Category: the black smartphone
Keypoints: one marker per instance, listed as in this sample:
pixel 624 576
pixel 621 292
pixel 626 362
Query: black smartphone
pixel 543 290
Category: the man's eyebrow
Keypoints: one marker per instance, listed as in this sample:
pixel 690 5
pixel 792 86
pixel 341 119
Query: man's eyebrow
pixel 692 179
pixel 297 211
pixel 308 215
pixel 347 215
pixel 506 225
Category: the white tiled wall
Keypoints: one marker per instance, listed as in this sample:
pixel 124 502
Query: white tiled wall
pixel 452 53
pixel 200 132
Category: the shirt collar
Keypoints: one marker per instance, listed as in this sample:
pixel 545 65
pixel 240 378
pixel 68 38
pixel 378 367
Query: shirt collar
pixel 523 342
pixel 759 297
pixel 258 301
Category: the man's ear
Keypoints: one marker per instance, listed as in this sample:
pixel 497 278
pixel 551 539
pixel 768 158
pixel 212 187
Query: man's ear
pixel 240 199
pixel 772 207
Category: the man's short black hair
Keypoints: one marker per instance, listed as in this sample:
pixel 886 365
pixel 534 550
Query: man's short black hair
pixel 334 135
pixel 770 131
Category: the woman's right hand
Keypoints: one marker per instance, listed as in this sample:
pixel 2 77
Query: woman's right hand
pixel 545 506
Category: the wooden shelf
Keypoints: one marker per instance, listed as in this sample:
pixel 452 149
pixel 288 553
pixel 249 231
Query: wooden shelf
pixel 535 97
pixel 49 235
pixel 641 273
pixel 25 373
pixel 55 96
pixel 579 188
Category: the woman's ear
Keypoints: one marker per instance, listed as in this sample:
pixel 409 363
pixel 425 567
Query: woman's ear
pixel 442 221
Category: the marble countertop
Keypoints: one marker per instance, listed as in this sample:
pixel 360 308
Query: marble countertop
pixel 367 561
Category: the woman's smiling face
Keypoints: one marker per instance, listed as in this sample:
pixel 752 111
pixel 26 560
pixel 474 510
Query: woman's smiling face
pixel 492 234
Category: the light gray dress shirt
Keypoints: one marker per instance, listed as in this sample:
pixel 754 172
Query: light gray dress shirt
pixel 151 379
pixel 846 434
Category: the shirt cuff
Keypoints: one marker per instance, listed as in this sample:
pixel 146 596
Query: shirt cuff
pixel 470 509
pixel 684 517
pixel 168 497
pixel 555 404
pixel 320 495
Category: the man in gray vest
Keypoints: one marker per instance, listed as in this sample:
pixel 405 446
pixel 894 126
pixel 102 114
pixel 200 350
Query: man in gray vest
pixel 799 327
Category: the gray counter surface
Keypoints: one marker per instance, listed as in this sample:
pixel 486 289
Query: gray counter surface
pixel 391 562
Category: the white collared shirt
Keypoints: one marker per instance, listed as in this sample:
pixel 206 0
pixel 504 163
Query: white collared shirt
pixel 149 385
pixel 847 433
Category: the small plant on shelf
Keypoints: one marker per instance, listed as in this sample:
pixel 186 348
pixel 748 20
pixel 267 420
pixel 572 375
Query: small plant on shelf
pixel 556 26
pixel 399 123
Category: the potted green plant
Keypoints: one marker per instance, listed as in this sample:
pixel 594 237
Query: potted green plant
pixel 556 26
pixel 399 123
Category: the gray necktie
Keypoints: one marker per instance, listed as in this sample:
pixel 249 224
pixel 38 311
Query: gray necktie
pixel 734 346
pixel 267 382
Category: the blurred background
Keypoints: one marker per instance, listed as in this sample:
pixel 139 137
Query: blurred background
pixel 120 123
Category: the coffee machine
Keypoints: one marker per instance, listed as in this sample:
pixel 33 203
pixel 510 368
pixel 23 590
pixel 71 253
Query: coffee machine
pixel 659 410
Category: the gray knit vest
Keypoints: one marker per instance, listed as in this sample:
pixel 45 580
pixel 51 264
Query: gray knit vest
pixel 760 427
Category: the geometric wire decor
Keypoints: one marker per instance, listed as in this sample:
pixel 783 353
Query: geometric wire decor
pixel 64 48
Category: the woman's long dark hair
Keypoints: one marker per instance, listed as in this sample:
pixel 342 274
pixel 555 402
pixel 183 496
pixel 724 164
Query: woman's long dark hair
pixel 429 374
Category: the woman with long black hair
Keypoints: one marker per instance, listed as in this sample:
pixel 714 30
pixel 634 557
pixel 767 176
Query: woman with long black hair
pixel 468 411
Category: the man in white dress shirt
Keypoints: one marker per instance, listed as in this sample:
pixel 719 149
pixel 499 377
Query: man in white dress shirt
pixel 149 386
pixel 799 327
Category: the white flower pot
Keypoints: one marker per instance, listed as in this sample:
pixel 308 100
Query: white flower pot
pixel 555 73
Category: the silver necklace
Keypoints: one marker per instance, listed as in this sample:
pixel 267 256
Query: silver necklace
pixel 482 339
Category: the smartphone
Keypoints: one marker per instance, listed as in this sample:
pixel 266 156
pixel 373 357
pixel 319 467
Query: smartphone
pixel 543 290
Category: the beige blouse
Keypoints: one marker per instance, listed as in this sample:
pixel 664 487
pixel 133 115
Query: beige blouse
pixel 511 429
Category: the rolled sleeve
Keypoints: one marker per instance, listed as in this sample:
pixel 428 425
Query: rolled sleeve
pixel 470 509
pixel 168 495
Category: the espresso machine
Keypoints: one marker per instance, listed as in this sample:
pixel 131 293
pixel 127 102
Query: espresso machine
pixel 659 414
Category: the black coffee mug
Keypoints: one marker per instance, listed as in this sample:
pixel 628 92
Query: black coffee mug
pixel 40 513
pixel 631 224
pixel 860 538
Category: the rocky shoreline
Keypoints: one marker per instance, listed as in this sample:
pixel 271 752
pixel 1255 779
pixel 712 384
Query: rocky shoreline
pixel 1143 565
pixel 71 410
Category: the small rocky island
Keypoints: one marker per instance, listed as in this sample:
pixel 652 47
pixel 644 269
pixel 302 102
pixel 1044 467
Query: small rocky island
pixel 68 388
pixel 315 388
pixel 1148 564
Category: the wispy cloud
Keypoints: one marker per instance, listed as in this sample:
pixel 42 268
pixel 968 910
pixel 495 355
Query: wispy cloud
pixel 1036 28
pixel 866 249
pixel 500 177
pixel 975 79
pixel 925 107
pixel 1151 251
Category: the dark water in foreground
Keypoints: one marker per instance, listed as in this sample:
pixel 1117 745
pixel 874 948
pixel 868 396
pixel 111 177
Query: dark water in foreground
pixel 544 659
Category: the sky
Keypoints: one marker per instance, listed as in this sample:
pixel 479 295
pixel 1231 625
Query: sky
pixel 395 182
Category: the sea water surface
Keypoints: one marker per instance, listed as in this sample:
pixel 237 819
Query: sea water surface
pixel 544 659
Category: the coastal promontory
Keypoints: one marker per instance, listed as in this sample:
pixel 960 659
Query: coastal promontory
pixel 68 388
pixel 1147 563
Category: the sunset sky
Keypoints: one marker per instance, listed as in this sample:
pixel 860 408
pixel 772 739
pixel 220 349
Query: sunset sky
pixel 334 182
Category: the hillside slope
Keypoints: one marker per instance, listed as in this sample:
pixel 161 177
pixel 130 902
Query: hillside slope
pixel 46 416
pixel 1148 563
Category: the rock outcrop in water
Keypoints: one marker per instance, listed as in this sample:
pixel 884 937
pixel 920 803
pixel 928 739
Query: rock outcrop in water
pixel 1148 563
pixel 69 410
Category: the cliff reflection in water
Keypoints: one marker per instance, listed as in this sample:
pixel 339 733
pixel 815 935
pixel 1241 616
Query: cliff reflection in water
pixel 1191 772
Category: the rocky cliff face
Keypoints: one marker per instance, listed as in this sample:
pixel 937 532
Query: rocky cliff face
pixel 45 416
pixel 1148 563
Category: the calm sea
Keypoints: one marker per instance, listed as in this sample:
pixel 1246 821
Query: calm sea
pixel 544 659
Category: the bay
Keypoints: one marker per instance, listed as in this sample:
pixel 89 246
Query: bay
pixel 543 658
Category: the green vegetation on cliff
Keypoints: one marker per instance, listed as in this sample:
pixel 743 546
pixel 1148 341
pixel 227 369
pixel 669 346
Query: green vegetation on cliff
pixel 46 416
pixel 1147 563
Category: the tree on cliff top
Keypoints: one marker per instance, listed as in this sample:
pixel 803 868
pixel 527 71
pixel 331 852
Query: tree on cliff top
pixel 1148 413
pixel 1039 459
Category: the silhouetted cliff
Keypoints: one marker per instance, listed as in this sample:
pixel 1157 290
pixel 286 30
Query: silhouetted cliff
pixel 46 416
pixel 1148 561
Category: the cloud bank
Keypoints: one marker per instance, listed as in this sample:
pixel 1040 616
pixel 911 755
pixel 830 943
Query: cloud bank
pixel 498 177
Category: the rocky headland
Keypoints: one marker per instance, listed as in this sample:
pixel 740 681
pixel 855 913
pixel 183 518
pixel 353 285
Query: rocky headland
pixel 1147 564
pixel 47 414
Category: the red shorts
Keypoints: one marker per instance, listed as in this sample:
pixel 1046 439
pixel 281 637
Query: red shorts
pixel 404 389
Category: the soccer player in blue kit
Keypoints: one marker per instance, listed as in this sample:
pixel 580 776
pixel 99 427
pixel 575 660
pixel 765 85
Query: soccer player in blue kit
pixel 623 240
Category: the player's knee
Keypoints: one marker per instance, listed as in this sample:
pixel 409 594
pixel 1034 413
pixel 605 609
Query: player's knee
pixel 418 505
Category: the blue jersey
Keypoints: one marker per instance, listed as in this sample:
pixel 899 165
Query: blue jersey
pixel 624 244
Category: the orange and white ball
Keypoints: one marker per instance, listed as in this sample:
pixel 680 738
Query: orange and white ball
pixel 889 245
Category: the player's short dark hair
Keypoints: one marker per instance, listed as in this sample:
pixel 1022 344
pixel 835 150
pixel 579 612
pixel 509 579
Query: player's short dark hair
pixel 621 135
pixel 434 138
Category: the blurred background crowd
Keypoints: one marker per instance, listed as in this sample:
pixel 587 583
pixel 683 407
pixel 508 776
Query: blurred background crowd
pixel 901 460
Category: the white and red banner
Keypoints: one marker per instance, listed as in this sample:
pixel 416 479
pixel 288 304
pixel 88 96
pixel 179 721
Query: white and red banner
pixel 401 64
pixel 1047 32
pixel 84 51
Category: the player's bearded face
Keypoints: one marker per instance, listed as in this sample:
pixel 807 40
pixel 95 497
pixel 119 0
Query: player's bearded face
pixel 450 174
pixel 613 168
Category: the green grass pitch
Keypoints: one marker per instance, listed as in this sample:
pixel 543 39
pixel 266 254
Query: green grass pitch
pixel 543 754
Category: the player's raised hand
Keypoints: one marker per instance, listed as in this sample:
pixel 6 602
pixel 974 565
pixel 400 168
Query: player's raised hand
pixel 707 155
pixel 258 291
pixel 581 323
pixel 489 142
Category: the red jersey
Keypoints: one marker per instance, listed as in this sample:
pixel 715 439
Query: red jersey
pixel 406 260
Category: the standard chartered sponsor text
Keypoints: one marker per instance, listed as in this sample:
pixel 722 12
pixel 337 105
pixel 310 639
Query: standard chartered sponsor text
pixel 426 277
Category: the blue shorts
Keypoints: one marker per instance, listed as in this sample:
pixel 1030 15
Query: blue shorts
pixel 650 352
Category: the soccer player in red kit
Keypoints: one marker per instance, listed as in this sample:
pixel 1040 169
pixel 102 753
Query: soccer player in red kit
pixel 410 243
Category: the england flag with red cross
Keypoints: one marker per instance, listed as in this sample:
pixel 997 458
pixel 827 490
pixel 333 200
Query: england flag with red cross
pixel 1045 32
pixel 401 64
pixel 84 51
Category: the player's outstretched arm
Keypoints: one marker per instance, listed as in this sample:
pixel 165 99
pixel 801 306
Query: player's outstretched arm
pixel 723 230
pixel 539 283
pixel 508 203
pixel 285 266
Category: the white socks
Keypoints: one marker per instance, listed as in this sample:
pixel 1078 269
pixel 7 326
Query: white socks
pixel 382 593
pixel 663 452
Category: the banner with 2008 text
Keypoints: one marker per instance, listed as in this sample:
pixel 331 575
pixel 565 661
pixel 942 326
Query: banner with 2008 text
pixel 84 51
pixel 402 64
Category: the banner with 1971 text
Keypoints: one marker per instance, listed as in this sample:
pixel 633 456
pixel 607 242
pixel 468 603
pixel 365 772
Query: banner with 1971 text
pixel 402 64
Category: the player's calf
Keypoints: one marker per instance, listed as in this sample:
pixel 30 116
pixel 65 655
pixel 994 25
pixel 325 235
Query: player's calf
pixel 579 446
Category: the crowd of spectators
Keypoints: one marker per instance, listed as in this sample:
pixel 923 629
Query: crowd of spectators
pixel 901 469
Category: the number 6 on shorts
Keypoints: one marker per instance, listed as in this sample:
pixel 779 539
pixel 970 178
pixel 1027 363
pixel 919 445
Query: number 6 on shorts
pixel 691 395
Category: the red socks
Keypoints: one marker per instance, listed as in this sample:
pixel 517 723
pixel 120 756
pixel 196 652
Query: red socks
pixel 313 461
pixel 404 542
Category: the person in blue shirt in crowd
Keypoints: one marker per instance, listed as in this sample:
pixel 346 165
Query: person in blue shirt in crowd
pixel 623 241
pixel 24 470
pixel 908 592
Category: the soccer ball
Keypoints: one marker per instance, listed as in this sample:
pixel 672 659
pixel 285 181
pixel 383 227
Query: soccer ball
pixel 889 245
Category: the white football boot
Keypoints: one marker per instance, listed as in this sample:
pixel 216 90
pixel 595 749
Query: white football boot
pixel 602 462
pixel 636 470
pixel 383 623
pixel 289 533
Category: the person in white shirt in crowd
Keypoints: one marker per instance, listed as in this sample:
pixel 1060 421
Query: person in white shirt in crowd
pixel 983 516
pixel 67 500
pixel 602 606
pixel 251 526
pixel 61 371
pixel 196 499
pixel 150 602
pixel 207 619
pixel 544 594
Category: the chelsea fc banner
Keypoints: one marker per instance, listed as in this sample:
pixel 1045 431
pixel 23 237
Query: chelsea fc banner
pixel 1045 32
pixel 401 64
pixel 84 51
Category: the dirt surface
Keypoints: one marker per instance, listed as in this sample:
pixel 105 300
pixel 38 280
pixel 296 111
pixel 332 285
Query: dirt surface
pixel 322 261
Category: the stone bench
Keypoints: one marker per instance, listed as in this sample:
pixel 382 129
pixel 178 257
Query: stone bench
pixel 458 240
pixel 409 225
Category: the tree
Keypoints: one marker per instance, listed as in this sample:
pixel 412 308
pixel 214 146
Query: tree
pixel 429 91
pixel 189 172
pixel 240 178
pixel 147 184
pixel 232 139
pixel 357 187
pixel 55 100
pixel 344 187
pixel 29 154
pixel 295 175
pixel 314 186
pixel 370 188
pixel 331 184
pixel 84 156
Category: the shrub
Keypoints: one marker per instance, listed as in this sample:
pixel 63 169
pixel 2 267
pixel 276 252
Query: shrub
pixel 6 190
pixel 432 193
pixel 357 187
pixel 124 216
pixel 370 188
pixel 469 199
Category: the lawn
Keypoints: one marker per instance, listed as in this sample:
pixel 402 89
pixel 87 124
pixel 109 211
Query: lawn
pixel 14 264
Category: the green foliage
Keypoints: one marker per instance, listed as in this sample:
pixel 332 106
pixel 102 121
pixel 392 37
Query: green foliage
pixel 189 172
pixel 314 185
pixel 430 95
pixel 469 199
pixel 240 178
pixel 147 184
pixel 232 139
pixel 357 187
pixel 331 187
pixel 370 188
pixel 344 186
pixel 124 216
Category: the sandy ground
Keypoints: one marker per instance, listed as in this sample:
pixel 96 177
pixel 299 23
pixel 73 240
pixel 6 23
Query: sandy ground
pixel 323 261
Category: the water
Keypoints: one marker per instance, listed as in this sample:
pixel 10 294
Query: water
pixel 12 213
++++++
> [Exercise prompt] Reproduce the rows above word for word, from the line containing "Category: the silhouetted cliff" through the line containing "pixel 1148 561", including both of those lines.

> [Exercise solution]
Category: the silhouetted cliff
Keypoints: one marker per instance, listed as in this sample:
pixel 1157 290
pixel 286 30
Query: silhouetted cliff
pixel 46 416
pixel 1148 561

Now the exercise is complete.